Dataset entries
################

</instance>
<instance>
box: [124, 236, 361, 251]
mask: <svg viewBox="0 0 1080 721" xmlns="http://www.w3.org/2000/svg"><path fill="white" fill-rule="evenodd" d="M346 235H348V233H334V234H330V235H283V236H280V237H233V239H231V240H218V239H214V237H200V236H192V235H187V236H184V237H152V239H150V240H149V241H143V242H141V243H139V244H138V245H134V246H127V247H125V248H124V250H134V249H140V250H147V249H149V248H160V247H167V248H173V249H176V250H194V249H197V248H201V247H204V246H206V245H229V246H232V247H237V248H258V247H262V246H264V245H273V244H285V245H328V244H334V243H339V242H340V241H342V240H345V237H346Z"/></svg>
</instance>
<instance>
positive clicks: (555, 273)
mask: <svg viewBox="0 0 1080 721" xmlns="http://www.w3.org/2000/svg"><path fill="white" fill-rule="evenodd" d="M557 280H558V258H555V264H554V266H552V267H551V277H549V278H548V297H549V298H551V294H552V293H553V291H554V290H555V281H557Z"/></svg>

################

_Exercise:_ Could you retype each record exactly as it appears?

_Task solution:_
</instance>
<instance>
box: [124, 236, 361, 251]
mask: <svg viewBox="0 0 1080 721" xmlns="http://www.w3.org/2000/svg"><path fill="white" fill-rule="evenodd" d="M346 235H348V233H334V234H330V235H283V236H280V237H233V239H231V240H218V239H214V237H200V236H192V235H187V236H184V237H152V239H150V240H149V241H143V242H141V243H139V244H138V245H134V246H127V247H125V248H124V250H134V249H140V250H147V249H149V248H160V247H167V248H173V249H176V250H194V249H197V248H201V247H204V246H206V245H229V246H232V247H237V248H258V247H262V246H264V245H273V244H285V245H328V244H334V243H339V242H340V241H342V240H345V237H346Z"/></svg>
</instance>
<instance>
positive clicks: (555, 273)
mask: <svg viewBox="0 0 1080 721" xmlns="http://www.w3.org/2000/svg"><path fill="white" fill-rule="evenodd" d="M557 280H558V258H555V264H554V266H552V267H551V277H549V278H548V297H549V298H551V294H552V293H553V291H554V290H555V281H557Z"/></svg>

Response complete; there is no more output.